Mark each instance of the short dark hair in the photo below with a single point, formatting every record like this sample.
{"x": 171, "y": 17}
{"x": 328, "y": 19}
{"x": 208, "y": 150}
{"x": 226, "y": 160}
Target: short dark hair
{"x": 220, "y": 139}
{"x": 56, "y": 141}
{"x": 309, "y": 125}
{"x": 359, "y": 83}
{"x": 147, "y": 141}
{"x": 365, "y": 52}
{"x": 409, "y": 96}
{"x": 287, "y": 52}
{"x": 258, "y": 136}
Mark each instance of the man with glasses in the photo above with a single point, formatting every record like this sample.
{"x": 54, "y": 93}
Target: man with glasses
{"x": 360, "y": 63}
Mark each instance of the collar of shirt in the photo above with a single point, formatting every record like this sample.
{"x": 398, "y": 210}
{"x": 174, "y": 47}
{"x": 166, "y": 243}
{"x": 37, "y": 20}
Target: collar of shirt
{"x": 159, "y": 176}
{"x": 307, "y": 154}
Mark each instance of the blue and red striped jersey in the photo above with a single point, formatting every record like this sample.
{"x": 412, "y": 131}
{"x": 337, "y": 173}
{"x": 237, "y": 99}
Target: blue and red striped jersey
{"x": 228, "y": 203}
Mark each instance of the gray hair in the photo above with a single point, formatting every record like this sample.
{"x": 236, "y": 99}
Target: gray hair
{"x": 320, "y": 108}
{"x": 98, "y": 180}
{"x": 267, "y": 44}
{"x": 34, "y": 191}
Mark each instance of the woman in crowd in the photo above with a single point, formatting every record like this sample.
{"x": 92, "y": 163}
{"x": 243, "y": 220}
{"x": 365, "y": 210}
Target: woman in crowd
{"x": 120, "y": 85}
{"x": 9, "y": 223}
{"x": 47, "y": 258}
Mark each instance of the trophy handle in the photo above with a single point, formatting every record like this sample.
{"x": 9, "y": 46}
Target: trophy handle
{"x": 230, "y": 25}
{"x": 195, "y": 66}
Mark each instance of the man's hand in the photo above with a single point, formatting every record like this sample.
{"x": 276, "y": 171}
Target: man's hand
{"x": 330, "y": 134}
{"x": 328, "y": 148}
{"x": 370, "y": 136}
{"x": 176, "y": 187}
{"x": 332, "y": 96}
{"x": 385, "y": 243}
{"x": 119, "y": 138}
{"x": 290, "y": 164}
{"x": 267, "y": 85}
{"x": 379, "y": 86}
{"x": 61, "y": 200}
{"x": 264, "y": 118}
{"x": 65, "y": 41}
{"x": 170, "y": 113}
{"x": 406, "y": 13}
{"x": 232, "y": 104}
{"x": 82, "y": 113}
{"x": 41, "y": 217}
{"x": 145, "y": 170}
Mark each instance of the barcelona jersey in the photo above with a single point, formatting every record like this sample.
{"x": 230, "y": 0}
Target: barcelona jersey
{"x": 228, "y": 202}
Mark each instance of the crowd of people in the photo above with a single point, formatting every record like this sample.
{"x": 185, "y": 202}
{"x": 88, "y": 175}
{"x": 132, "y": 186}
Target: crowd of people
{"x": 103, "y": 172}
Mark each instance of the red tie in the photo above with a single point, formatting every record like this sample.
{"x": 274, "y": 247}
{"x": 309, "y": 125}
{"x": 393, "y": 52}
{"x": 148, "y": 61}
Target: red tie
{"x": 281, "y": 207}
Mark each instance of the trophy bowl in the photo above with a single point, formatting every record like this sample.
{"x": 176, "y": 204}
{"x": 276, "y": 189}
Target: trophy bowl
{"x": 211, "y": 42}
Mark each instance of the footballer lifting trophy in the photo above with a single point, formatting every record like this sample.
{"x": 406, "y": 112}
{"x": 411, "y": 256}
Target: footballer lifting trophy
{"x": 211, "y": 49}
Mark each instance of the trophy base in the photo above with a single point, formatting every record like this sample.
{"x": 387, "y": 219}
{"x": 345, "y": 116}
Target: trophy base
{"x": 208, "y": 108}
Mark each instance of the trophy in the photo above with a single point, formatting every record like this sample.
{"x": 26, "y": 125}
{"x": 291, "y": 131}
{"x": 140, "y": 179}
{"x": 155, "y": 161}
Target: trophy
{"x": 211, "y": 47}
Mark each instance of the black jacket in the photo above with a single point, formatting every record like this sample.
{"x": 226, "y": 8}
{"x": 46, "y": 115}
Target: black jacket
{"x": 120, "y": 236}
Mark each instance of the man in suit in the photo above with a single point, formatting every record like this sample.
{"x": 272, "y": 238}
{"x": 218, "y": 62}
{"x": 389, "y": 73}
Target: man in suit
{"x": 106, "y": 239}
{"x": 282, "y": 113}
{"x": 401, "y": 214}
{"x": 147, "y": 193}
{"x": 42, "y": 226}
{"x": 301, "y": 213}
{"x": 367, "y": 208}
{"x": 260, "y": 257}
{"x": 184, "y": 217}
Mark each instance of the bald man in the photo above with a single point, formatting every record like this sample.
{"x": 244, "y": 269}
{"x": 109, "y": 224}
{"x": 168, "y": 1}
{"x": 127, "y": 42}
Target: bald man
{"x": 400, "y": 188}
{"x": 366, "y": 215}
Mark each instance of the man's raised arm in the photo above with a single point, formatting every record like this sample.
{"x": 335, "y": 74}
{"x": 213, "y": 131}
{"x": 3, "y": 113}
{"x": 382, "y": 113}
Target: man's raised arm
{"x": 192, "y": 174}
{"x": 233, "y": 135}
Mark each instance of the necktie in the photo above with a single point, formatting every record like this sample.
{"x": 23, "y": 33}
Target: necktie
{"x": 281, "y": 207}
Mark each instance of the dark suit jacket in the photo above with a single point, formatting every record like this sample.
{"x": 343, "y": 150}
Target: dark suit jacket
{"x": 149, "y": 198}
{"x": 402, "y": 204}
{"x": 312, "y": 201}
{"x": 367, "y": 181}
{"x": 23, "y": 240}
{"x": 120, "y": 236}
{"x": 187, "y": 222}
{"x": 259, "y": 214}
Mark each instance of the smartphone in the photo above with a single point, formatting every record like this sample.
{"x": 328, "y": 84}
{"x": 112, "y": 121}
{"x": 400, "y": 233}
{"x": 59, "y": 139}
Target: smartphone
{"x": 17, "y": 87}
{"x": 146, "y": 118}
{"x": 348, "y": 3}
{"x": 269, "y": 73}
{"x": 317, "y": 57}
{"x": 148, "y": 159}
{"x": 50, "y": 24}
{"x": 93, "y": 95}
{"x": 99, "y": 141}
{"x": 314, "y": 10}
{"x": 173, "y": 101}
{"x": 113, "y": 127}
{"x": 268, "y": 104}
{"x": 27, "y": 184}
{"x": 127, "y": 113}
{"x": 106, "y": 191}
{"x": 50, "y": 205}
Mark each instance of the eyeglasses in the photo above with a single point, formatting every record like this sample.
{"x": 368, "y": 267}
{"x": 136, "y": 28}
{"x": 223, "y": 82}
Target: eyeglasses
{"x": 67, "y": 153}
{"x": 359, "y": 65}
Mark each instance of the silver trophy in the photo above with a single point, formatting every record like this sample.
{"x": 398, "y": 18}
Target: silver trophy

· · · · · · ·

=== Description of the task ===
Every entry in the data should be returned exactly.

=== Expected answer ===
Mark each instance of the short dark hair in the photo below with a single point, formatting every record like this sample.
{"x": 171, "y": 17}
{"x": 328, "y": 19}
{"x": 208, "y": 150}
{"x": 226, "y": 160}
Target: short dark hair
{"x": 220, "y": 139}
{"x": 56, "y": 141}
{"x": 309, "y": 125}
{"x": 359, "y": 83}
{"x": 147, "y": 141}
{"x": 365, "y": 52}
{"x": 409, "y": 96}
{"x": 287, "y": 52}
{"x": 258, "y": 136}
Mark each instance of the man with glasses in the photo above with a single point, formatting every record like this sample.
{"x": 54, "y": 93}
Target: man with glasses
{"x": 360, "y": 63}
Mark each instance of the collar of shirt in the photo above with a single point, formatting every record like this sample.
{"x": 398, "y": 210}
{"x": 174, "y": 47}
{"x": 166, "y": 243}
{"x": 37, "y": 20}
Target: collar of shirt
{"x": 159, "y": 176}
{"x": 307, "y": 154}
Mark each instance of the blue and red striped jersey in the photo above with a single point, formatting every record like this sample.
{"x": 412, "y": 131}
{"x": 337, "y": 173}
{"x": 237, "y": 99}
Target: blue and red striped jersey
{"x": 228, "y": 203}
Mark each instance of the gray hair in the photo above with a single point, formatting every record like this sample.
{"x": 236, "y": 99}
Target: gray hair
{"x": 320, "y": 108}
{"x": 98, "y": 180}
{"x": 267, "y": 44}
{"x": 34, "y": 191}
Mark each instance of the woman in crowd in the photo above with a single point, formatting every record like this sample.
{"x": 92, "y": 163}
{"x": 243, "y": 220}
{"x": 365, "y": 210}
Target: woman in crowd
{"x": 120, "y": 85}
{"x": 9, "y": 223}
{"x": 47, "y": 258}
Mark each instance of the trophy handle in the photo above with a single point, formatting every record like this sample.
{"x": 9, "y": 46}
Target: trophy handle
{"x": 230, "y": 25}
{"x": 195, "y": 66}
Mark each instance of the man's hand in the photo above with a single point, formatting every record like this sample.
{"x": 276, "y": 171}
Target: man's hand
{"x": 330, "y": 134}
{"x": 328, "y": 148}
{"x": 370, "y": 136}
{"x": 176, "y": 187}
{"x": 332, "y": 96}
{"x": 385, "y": 243}
{"x": 119, "y": 138}
{"x": 290, "y": 164}
{"x": 267, "y": 85}
{"x": 379, "y": 86}
{"x": 61, "y": 200}
{"x": 264, "y": 118}
{"x": 65, "y": 41}
{"x": 170, "y": 113}
{"x": 406, "y": 13}
{"x": 232, "y": 104}
{"x": 82, "y": 113}
{"x": 41, "y": 217}
{"x": 145, "y": 170}
Mark each instance of the barcelona jersey in the photo above with a single point, formatting every record like this sample.
{"x": 230, "y": 0}
Target: barcelona jersey
{"x": 228, "y": 202}
Mark each instance of the crowd of people in the photo above with a single point, formatting every record like this sample.
{"x": 185, "y": 202}
{"x": 88, "y": 175}
{"x": 132, "y": 186}
Target: crowd of people
{"x": 103, "y": 172}
Mark each instance of the red tie in the photo above with a single point, formatting every record like this sample.
{"x": 274, "y": 247}
{"x": 309, "y": 125}
{"x": 393, "y": 52}
{"x": 148, "y": 61}
Target: red tie
{"x": 281, "y": 207}
Mark each instance of the trophy bowl in the photo above with a single point, formatting every record like this sample.
{"x": 176, "y": 204}
{"x": 276, "y": 189}
Target: trophy bowl
{"x": 211, "y": 42}
Mark each instance of the footballer lifting trophy in the photo above with a single point, formatting every record like this sample.
{"x": 406, "y": 112}
{"x": 411, "y": 256}
Target: footballer lifting trophy
{"x": 211, "y": 49}
Mark each instance of the trophy base in the photo above with a single point, formatting every record like this sample.
{"x": 387, "y": 219}
{"x": 345, "y": 116}
Target: trophy base
{"x": 208, "y": 108}
Mark each instance of the trophy in the photo above with a single point, formatting every record like this sample.
{"x": 26, "y": 125}
{"x": 291, "y": 131}
{"x": 140, "y": 179}
{"x": 155, "y": 161}
Target: trophy
{"x": 211, "y": 47}
Mark each instance of the black jacket in the photo above with a single point, formatting every record like this sample.
{"x": 226, "y": 8}
{"x": 46, "y": 115}
Target: black jacket
{"x": 120, "y": 236}
Mark each instance of the man in suit in the photo above with a single point, formatting every record like this sample.
{"x": 272, "y": 238}
{"x": 218, "y": 62}
{"x": 389, "y": 73}
Target: man in suit
{"x": 106, "y": 239}
{"x": 282, "y": 113}
{"x": 401, "y": 214}
{"x": 147, "y": 193}
{"x": 42, "y": 226}
{"x": 301, "y": 213}
{"x": 367, "y": 208}
{"x": 260, "y": 257}
{"x": 184, "y": 217}
Mark each instance of the bald man in the photo above with a single point, formatting every record like this sample.
{"x": 244, "y": 269}
{"x": 109, "y": 224}
{"x": 168, "y": 1}
{"x": 127, "y": 42}
Target: bald man
{"x": 400, "y": 188}
{"x": 366, "y": 215}
Mark each instance of the man's raised arm in the photo above with a single point, formatting every record like this sample.
{"x": 335, "y": 74}
{"x": 213, "y": 131}
{"x": 3, "y": 113}
{"x": 382, "y": 113}
Target: man's raised arm
{"x": 192, "y": 174}
{"x": 233, "y": 135}
Mark each instance of the necktie in the photo above with a single point, formatting every record like this sample.
{"x": 23, "y": 33}
Target: necktie
{"x": 281, "y": 207}
Mark each instance of the dark suit jacket in the photo above with a single point, formatting every record like this sample.
{"x": 343, "y": 150}
Target: dark suit jacket
{"x": 149, "y": 198}
{"x": 402, "y": 204}
{"x": 312, "y": 201}
{"x": 367, "y": 181}
{"x": 23, "y": 240}
{"x": 120, "y": 236}
{"x": 187, "y": 222}
{"x": 259, "y": 214}
Mark each instance of the smartphone in the photo above with a single point, formatting every record like this sample.
{"x": 328, "y": 84}
{"x": 112, "y": 121}
{"x": 400, "y": 233}
{"x": 59, "y": 139}
Target: smartphone
{"x": 17, "y": 87}
{"x": 146, "y": 118}
{"x": 348, "y": 3}
{"x": 269, "y": 73}
{"x": 317, "y": 57}
{"x": 148, "y": 159}
{"x": 50, "y": 24}
{"x": 93, "y": 95}
{"x": 99, "y": 141}
{"x": 314, "y": 10}
{"x": 173, "y": 101}
{"x": 113, "y": 127}
{"x": 268, "y": 104}
{"x": 27, "y": 184}
{"x": 127, "y": 113}
{"x": 106, "y": 191}
{"x": 50, "y": 205}
Mark each instance of the eyeglasses in the photo above with a single point, formatting every record like this sample.
{"x": 368, "y": 267}
{"x": 136, "y": 28}
{"x": 223, "y": 82}
Target: eyeglasses
{"x": 67, "y": 153}
{"x": 359, "y": 65}
Mark each instance of the silver trophy in the photo above with a single point, formatting every record like this sample.
{"x": 398, "y": 18}
Target: silver trophy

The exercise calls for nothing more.